— start of Provided data —

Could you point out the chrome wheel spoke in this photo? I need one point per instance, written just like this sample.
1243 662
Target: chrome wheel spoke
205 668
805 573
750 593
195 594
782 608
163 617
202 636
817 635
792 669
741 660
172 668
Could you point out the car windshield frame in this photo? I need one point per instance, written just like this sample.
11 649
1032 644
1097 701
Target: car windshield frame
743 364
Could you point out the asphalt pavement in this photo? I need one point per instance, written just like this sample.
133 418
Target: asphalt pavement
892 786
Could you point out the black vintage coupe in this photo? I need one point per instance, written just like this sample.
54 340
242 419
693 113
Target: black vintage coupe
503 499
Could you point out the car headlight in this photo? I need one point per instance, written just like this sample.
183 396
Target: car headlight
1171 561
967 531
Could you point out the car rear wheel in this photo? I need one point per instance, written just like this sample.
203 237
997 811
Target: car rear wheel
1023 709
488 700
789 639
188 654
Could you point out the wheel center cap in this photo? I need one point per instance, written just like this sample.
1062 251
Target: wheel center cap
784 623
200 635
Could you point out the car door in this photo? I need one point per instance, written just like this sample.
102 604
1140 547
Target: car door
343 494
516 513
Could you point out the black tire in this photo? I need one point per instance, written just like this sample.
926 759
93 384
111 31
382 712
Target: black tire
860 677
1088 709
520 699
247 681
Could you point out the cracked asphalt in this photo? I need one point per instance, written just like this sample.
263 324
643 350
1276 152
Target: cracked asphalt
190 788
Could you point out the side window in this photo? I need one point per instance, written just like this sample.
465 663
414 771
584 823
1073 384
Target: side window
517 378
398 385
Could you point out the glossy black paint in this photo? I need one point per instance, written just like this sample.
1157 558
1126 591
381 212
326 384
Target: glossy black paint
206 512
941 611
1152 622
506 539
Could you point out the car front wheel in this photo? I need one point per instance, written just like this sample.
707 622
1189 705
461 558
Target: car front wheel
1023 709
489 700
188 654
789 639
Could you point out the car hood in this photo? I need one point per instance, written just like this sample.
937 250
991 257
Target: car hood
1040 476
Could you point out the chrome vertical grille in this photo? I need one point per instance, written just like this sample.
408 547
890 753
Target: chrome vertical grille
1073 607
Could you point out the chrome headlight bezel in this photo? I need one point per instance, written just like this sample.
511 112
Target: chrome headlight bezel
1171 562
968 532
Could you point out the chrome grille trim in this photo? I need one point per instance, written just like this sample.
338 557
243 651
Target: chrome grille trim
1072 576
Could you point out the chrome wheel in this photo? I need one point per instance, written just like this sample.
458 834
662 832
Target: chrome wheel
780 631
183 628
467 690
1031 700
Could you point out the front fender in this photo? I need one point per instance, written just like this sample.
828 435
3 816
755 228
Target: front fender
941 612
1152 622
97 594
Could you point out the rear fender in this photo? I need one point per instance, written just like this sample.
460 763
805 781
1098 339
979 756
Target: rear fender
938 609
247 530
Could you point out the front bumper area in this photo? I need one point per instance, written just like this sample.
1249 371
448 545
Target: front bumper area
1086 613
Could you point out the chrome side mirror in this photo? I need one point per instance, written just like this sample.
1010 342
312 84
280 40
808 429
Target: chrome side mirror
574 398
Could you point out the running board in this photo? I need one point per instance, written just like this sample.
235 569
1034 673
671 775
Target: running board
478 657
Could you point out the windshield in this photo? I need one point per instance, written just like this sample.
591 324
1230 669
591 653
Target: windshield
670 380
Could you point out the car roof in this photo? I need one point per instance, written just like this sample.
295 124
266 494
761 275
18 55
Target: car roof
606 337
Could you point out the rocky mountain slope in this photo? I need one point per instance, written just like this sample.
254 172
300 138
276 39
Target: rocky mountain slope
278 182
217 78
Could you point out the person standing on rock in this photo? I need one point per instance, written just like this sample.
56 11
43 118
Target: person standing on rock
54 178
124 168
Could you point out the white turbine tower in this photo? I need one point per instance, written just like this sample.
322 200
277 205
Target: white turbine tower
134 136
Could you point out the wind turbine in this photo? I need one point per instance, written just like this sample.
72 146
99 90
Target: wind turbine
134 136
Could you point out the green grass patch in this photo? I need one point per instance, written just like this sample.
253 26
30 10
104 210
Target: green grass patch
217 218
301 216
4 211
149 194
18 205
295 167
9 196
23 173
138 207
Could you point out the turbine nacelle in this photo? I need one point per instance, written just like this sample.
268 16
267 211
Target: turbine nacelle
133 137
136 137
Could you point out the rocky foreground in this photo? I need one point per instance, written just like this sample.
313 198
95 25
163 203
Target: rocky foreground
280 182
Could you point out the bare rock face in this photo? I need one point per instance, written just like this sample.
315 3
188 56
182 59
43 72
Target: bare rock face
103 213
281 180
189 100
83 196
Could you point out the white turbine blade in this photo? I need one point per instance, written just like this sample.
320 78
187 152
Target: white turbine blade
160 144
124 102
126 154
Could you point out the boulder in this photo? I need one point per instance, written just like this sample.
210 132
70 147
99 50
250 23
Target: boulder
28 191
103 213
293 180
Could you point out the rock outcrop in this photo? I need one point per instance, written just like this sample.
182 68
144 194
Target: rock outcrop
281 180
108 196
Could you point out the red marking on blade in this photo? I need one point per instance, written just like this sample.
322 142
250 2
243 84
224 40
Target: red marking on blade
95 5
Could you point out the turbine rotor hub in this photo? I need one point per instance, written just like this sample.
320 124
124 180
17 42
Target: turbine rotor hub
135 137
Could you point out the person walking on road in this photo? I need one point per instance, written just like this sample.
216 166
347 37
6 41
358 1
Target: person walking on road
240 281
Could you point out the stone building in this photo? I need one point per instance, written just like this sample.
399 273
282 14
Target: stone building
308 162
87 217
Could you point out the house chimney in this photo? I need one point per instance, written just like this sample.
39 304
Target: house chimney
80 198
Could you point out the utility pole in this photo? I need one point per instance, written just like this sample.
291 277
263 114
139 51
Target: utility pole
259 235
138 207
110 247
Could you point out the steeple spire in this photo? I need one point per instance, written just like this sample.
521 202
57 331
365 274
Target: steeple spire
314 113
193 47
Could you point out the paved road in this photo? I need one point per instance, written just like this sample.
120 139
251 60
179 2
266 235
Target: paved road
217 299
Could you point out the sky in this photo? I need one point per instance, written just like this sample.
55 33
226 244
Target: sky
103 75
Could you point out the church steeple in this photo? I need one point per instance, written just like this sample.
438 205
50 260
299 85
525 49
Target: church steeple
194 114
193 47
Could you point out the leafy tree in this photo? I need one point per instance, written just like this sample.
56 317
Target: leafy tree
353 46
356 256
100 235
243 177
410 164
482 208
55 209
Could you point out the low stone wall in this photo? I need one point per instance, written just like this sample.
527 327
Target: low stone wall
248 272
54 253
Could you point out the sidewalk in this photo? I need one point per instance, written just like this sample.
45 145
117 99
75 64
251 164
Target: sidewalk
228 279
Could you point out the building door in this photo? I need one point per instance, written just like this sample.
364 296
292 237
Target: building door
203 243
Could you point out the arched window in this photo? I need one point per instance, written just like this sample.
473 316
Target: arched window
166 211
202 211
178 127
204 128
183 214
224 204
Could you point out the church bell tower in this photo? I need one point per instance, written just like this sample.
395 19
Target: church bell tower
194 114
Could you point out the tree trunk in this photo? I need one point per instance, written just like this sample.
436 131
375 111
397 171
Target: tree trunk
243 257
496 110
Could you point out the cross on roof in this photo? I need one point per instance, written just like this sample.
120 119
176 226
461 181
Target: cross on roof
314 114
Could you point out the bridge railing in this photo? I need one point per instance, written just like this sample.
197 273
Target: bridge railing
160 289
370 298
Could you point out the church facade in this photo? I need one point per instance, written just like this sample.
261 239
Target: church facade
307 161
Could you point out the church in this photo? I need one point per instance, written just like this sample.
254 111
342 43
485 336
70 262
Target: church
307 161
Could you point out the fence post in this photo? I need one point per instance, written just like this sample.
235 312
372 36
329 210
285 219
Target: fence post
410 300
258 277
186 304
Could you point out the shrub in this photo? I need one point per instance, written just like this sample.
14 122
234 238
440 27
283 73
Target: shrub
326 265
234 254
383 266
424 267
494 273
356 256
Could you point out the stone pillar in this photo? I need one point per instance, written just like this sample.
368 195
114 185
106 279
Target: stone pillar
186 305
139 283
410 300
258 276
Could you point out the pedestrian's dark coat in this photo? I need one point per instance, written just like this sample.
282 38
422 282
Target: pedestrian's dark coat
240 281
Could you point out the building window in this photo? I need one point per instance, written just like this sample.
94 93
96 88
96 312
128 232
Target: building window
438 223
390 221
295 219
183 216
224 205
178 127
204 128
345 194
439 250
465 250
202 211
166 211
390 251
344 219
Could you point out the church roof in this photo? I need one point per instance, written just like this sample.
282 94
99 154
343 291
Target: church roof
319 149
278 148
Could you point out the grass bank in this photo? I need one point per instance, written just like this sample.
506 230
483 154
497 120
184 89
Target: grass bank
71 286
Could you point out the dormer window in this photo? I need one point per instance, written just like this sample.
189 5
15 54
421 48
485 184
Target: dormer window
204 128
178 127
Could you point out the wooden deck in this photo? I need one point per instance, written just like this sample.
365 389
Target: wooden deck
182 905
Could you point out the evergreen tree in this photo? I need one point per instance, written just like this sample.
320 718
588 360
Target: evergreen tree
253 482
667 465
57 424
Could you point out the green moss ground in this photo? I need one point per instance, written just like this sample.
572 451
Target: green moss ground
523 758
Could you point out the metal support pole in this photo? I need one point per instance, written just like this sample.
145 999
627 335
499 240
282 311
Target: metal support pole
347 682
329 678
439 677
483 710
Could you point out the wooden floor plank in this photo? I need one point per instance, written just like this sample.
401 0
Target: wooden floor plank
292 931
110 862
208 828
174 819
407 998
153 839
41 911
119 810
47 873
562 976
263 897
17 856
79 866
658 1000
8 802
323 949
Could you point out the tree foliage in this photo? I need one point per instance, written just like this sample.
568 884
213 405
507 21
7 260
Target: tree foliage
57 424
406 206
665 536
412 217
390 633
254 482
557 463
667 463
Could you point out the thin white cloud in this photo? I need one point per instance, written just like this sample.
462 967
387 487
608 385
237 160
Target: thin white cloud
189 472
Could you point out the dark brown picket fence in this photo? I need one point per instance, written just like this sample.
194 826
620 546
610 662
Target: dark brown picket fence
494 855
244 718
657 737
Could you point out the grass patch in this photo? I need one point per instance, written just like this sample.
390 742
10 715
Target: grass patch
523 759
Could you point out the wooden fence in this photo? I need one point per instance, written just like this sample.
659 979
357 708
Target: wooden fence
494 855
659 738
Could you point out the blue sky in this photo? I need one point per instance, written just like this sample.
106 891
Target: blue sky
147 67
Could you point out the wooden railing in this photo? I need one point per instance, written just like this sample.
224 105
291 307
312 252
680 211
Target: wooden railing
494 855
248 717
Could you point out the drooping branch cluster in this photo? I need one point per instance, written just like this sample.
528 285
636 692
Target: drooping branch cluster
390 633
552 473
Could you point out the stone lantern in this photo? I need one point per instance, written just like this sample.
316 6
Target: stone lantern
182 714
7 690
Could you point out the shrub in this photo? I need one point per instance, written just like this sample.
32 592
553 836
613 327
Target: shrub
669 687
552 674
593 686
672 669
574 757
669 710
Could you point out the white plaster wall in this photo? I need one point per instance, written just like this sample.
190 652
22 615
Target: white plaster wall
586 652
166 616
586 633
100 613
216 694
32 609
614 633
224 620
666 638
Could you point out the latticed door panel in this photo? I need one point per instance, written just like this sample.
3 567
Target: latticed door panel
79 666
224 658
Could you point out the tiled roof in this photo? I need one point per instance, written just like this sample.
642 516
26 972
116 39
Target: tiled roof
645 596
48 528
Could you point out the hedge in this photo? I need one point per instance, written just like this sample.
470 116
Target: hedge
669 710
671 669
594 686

— end of Provided data —

[What needs to be done] With both ends included, please retype exactly the lines from the line containing "Could you point out the white plaster" to the final line of the data.

[Response to the task]
Could you point out the white plaster wall in this photo? I need one point per instance, written just like this sample.
190 652
22 615
Target: white plaster wall
586 652
166 616
586 633
100 613
216 694
32 609
614 633
224 620
666 638
Could you point out the latticed door panel in this photo? I need one point per instance, written just like this sample.
3 567
Target: latticed door panel
79 666
224 658
Could you point out the tiled roof in this photo? I need one point per instance, written just like this sample.
642 516
26 972
116 39
Target: tiled roof
645 596
48 528
Could you point out the hedge in this photo? I need one point per instance, written just like this sample.
470 116
Target: hedge
669 710
671 669
594 686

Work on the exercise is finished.